**Input material**

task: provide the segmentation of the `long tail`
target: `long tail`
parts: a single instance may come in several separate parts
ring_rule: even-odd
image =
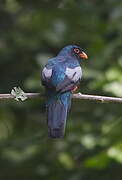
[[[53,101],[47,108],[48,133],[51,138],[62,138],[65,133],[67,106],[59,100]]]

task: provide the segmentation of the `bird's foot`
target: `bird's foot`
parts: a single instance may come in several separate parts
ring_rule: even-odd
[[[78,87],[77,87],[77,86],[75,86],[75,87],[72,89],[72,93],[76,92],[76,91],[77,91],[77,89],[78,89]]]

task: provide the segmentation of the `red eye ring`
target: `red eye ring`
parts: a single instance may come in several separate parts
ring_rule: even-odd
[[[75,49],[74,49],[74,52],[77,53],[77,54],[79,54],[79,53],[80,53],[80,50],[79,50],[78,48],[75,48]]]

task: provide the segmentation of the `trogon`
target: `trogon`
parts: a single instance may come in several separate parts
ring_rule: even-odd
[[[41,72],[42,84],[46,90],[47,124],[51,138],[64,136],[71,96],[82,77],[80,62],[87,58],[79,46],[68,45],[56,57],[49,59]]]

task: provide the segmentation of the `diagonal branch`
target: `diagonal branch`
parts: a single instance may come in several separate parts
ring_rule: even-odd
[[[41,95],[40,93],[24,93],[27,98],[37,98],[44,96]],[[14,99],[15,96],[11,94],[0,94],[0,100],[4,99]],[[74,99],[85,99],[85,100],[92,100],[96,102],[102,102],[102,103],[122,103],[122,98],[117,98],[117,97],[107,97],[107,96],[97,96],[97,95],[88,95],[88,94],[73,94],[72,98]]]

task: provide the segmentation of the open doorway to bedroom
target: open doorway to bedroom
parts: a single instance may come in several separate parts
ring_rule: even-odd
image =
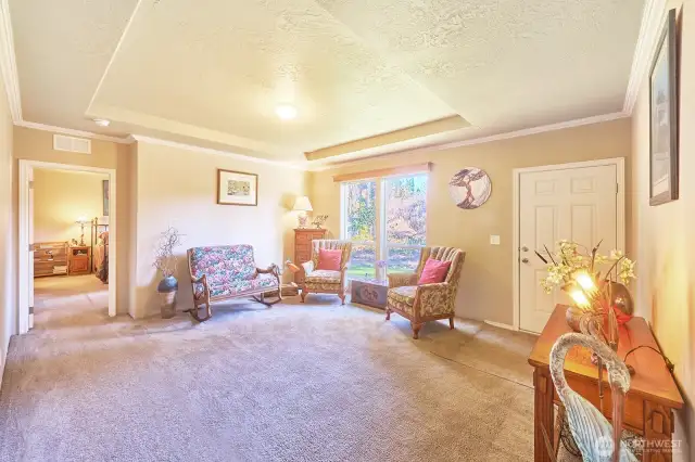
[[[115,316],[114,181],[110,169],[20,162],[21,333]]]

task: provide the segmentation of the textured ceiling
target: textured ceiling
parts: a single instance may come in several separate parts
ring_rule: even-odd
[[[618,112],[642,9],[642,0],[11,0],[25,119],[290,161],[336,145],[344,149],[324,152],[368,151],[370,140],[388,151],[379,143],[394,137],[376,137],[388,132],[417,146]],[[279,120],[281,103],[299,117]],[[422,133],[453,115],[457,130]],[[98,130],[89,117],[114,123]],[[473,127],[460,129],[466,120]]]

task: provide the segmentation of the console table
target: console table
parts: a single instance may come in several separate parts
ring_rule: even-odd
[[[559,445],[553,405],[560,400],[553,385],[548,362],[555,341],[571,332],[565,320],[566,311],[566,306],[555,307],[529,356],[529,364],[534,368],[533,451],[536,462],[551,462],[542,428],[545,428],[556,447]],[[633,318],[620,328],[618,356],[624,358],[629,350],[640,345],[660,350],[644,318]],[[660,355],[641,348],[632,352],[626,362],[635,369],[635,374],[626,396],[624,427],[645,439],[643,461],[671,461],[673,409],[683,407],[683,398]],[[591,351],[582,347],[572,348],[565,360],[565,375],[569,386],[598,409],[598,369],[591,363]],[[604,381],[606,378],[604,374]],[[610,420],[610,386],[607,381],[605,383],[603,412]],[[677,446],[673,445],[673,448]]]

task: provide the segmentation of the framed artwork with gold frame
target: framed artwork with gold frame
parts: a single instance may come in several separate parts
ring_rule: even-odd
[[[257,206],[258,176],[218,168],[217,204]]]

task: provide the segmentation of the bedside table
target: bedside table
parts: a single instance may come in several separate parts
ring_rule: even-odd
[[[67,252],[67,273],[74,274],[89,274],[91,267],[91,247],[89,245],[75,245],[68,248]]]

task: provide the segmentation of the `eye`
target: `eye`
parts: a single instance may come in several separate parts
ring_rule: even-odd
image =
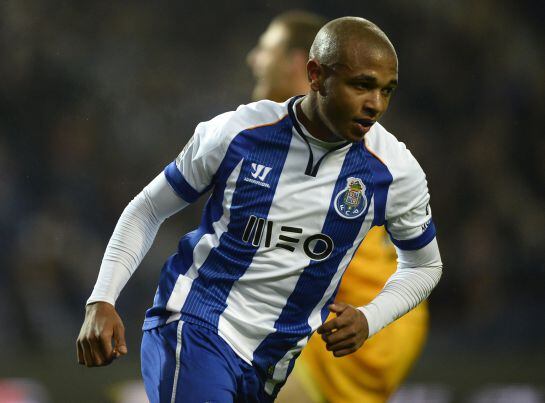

**Exercise brief**
Copy out the lines of the records verbatim, everything from the line containing "task: provide the segmentation of the framed" down to the line containing "[[[257,206],[258,176],[218,168],[217,204]]]", both included.

**Solution**
task: provide the segmentation of the framed artwork with gold frame
target: framed artwork with gold frame
parts: a single instance may come in several separate parts
ring_rule: even-odd
[[[257,206],[258,176],[218,168],[217,204]]]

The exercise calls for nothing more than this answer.